Start of Block
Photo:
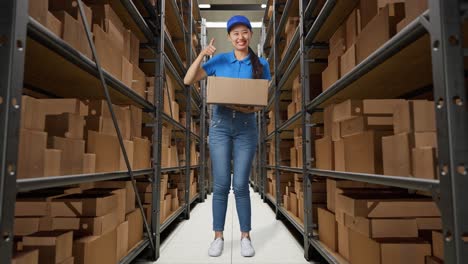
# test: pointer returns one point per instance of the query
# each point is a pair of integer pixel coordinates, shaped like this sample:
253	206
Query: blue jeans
232	136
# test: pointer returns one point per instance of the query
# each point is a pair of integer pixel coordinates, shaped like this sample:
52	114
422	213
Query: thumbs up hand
210	49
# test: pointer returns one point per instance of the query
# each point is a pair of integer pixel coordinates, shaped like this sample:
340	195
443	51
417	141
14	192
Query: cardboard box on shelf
293	157
382	228
291	109
168	204
433	260
32	207
339	156
348	60
328	229
299	155
424	163
381	106
331	74
237	91
363	152
32	113
129	192
127	73
107	149
423	139
31	160
293	203
136	120
96	249
54	24
87	225
328	120
72	154
54	246
343	240
38	10
415	116
60	106
25	257
122	240
89	163
52	161
27	225
135	228
110	55
353	28
83	205
142	153
397	155
337	43
364	250
385	206
415	8
65	125
379	30
73	32
139	81
368	9
437	244
346	110
324	153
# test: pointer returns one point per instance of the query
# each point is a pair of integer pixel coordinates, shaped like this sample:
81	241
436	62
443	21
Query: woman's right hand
209	50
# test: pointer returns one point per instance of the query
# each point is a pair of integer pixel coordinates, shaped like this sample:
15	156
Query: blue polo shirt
226	65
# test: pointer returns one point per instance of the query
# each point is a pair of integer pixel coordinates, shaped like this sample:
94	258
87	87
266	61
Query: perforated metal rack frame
15	27
443	23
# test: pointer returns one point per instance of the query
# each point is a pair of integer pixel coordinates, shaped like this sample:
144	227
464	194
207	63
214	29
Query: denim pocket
215	121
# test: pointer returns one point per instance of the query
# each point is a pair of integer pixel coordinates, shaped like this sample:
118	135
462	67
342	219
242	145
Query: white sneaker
247	249
216	247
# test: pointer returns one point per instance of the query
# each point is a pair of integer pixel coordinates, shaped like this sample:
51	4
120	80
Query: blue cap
238	20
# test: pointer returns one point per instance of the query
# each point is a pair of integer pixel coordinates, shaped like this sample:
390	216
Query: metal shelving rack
436	35
16	27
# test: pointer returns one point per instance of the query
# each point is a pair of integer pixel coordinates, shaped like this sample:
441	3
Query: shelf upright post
452	124
203	114
276	95
12	55
157	129
306	134
188	105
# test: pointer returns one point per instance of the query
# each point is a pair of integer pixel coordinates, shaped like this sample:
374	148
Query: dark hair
257	67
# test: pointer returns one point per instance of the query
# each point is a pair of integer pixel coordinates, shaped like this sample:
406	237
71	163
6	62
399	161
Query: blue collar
232	58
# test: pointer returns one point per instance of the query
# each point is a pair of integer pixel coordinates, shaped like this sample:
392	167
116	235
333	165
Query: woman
233	130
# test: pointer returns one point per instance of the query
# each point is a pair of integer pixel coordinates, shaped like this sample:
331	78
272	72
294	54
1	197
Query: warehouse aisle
272	240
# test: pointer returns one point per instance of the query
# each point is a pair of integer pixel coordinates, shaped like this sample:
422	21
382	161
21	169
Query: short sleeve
266	69
211	64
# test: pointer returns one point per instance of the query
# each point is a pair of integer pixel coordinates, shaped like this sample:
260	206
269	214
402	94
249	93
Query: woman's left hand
245	109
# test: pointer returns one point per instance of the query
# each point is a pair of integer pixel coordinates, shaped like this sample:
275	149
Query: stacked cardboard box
370	25
51	138
55	132
289	30
170	107
102	138
379	222
293	197
393	137
77	225
169	197
116	46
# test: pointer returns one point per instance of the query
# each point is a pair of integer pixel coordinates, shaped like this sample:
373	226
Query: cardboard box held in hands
233	91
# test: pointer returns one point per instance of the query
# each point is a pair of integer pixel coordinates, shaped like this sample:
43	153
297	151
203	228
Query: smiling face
240	37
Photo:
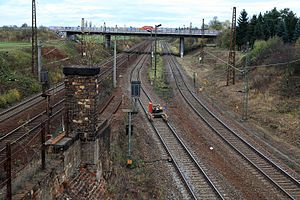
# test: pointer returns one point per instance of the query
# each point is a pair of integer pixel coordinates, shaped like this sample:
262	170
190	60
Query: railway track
273	173
193	176
32	126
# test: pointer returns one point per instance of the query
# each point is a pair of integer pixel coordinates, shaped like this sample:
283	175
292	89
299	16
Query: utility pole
34	39
202	43
246	87
39	59
231	59
155	50
115	64
8	172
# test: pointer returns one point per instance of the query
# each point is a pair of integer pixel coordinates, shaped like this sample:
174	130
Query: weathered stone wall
82	104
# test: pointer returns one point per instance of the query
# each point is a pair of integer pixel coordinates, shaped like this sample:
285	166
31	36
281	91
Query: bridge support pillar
181	47
107	41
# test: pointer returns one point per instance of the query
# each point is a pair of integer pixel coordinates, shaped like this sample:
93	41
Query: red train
146	28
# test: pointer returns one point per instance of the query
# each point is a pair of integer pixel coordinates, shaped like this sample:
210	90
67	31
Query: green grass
8	46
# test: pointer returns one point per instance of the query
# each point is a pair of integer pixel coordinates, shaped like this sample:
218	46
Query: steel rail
183	146
13	110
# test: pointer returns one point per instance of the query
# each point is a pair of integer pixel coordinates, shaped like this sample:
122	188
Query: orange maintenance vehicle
156	111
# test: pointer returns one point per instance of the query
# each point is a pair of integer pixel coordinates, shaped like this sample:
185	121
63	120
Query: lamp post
151	54
156	26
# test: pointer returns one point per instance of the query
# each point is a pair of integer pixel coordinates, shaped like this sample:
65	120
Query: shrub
262	47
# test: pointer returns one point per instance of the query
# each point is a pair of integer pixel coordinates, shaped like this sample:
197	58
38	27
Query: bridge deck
175	32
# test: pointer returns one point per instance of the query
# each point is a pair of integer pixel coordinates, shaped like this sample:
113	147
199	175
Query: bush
223	40
262	47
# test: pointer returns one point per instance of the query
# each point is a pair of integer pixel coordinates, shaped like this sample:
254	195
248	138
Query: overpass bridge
End of Block
» Task description
Skip the pictures. Restate everything else in the records word for word.

» Response area
Photo:
# test: pointer returns one point per instance of the query
# each point is a pair of integer pixel coordinates, shaped like this sample:
253	206
Query: blue jeans
232	136
# test: pointer returns one point per instance of the query
# each point is a pair of integer pixel coordinates, shaped like this sample:
52	114
422	213
Query: thumbs up hand
210	49
# test: pointer returns one point per instance of the query
# each point is a pair of integer pixel coordinates, shaped like this sample:
340	195
443	51
417	141
14	192
Query: cardboard box on shelf
293	157
382	228
291	109
168	204
433	260
32	207
339	156
348	60
328	229
299	155
424	163
381	106
331	74
237	91
363	152
32	113
129	192
127	73
107	149
423	139
31	160
293	203
136	120
96	249
54	24
87	225
328	120
72	154
54	246
343	240
38	10
415	116
60	106
25	257
122	240
89	163
52	161
27	225
135	228
110	55
353	28
83	205
142	153
397	155
337	43
364	250
385	206
415	8
65	125
379	30
73	32
139	81
368	9
437	244
346	110
324	153
# test: pointer returns one point per instance of the query
# each point is a pair of integer pixel coordinates, shaped like this sample:
81	241
436	62
443	21
Query: woman's right hand
209	50
# test: pointer returns one point per instance of the query
# each point is a pair of integer pixel coordinates, shaped like this sample:
15	156
Query: blue polo shirt
226	65
# test: pointer returns one point per instance of the query
# each point is a pair of integer pixel coordinates, shaped like this sample:
94	258
87	87
266	61
Query: perforated metal rack frame
15	27
443	23
# test: pointer returns one point per instance of the query
# each point is a pair of integer pixel coordinates, shaped like this sample:
144	227
464	194
207	63
214	29
Query: denim pocket
215	121
# test: pointer returns one point per instance of the query
# each point is a pair of integer pixel coordinates, shaped like this sample:
118	135
462	67
342	219
242	145
Query: white sneaker
247	249
216	247
# test: pointer returns one point per instance of the query
# each point is a pair of integer pixel coordinates, shaped like this sample:
51	4
120	80
Query: blue cap
238	20
# test: pointer returns one point per instance of the query
# each point is a pair of integer pixel coordinates, shaped like this sample:
390	216
Query: metal shelving rack
436	35
16	27
# test: pointer returns one point per instance of the query
# each point is a pair of integer pixel coordinates, shaped like this sample:
441	3
Query: shelf upright post
452	124
203	114
276	95
12	55
157	129
306	134
188	105
# test: pointer returns one point per instance of the query
# each point is a pair of integer pixel coordinates, shaped like this sample:
374	148
Query: dark hair
257	67
# test: pointer returns one point per instance of the query
# each point is a pair of integer pixel coordinates, shaped like this sample:
406	237
71	163
6	62
399	161
Query: blue collar
232	58
# test: pointer returns one point per instance of the query
# each point is a pair of integer pixel coordinates, shaped like this sample:
392	167
116	235
333	165
Query: woman
233	130
# test: pointer returns one point per instance of the query
# each point is a pair of integer pixel coordinates, shaped like this sample:
331	78
272	72
294	54
1	197
Query: warehouse aisle
272	240
# test: pointer returns one point per instance of the query
# each point is a pair of integer pixel coordinates, shaped like this sample:
422	21
382	161
21	169
Query: short sleeve
266	69
211	64
# test: pointer returns one point per instance of the query
# each point is a pair of integer pixel coordinates, shaped like this sample:
260	206
269	214
402	94
249	93
Query: woman's left hand
245	109
# test: pointer returns one point per instance of the query
# each point is a pair of integer pixel coordinates, shaped like this sample:
275	149
Query: stacked cardboard box
370	25
51	138
55	132
289	30
170	107
102	138
379	222
293	197
393	137
77	225
169	197
116	46
# test: pointer returns one point per instance of the query
# each point is a pair of integer pixel coordinates, shaped like this sample:
373	226
Query: cardboard box held in hands
233	91
# test: pointer returns one point per instance of the query
# each point is a pair of integer pixel coordinates, shaped like this sample:
43	153
297	151
203	228
Query: smiling face
240	37
Photo:
# test: pointer returns one point per instance of the query
# each point is a pair of integer pixel coordinates, shaped like this sample:
262	170
190	60
Query: railway track
273	173
193	176
32	126
# test: pointer returns one point per instance of the query
# each point is a pair of integer pixel coordinates, shaped like this sample:
283	175
292	89
299	16
Query: utility pole
34	39
202	43
246	87
39	59
231	59
155	50
115	64
8	172
# test: pointer returns one point per instance of the query
# each point is a pair of integer pixel coordinates, shaped like this sample:
174	130
Query: weathered stone wall
82	104
# test: pointer returns one point per instance of the query
# each point is a pair of integer pixel coordinates, shaped like this sample:
285	166
31	36
281	91
Query: bridge support pillar
181	47
107	41
# test: pointer returns one point per instance of the query
# each point is a pair of integer pixel coordinates, shaped like this sample:
93	41
Query: red train
146	28
# test: pointer returns one point per instance of the query
# each point is a pair of integer pixel coordinates, shaped like this sample:
210	90
67	31
Query: green grass
8	46
# test: pointer returns one point per instance of the query
# each point is a pair of integer pixel coordinates, shaped like this sample:
218	46
Query: steel rail
183	146
13	110
# test: pointer returns one point per instance of the query
# each point is a pair of integer pixel coordinates, shaped like this sample:
122	188
Query: orange maintenance vehicle
156	111
# test: pointer returns one point per instance of the query
# each point is a pair of integer pixel coordinates, shaped like this sample:
185	121
63	120
Query: lamp post
151	54
156	26
# test: pointer returns one point per instance of the query
# each point is a pair of integer pixel coordinates, shaped like this sample:
65	120
Query: shrub
262	47
# test: pointer returns one point per instance of the query
# each point is a pair of integer pixel coordinates, shaped like this sample:
197	58
38	27
Query: bridge deck
175	32
# test: pointer returns one point per instance of the query
# each point is a pair of integer pixel coordinates, shaped like this sample:
113	147
199	175
Query: bush
223	40
262	47
# test: pointer returns one point per instance of the query
# each point is a pair of integer pixel coordinates, shaped like this sample:
254	195
248	138
Query: overpass bridge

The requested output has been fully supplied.